• Items listed in a dataset
_ _ _ _ _ _ _

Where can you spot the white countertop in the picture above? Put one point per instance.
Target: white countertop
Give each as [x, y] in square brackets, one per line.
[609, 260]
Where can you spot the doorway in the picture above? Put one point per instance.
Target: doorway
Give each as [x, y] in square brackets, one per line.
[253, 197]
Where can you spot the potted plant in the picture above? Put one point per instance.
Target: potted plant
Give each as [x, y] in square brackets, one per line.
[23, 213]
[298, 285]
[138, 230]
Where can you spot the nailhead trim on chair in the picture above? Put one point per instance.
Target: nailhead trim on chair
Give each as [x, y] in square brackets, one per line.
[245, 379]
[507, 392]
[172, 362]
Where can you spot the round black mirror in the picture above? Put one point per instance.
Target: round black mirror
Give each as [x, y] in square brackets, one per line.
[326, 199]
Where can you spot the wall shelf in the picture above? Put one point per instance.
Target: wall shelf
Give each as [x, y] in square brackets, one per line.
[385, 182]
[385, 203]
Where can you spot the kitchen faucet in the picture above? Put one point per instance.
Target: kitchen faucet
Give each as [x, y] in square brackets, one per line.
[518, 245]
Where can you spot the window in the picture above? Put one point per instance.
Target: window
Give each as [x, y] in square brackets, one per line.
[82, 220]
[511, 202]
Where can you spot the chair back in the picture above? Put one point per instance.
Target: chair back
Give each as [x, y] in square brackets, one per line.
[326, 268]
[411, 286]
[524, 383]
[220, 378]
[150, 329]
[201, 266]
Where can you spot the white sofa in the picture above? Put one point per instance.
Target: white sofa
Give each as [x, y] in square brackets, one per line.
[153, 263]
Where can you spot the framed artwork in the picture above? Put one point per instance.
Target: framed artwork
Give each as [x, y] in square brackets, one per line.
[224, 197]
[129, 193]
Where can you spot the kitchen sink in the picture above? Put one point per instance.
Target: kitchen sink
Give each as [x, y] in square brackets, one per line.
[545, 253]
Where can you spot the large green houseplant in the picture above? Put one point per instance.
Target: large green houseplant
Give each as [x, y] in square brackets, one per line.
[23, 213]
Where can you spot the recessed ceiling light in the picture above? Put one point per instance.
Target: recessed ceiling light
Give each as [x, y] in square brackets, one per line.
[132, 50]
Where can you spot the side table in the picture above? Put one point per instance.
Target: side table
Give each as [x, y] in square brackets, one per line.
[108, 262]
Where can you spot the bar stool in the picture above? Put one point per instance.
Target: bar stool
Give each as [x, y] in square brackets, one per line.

_ _ _ _ _ _ _

• What needs to be done
Lines with "potted" in them are what the answer must contain; copy each from the records above.

• Reply
Where can you spot the potted plant in the picture above? Put one point per instance.
Target: potted plant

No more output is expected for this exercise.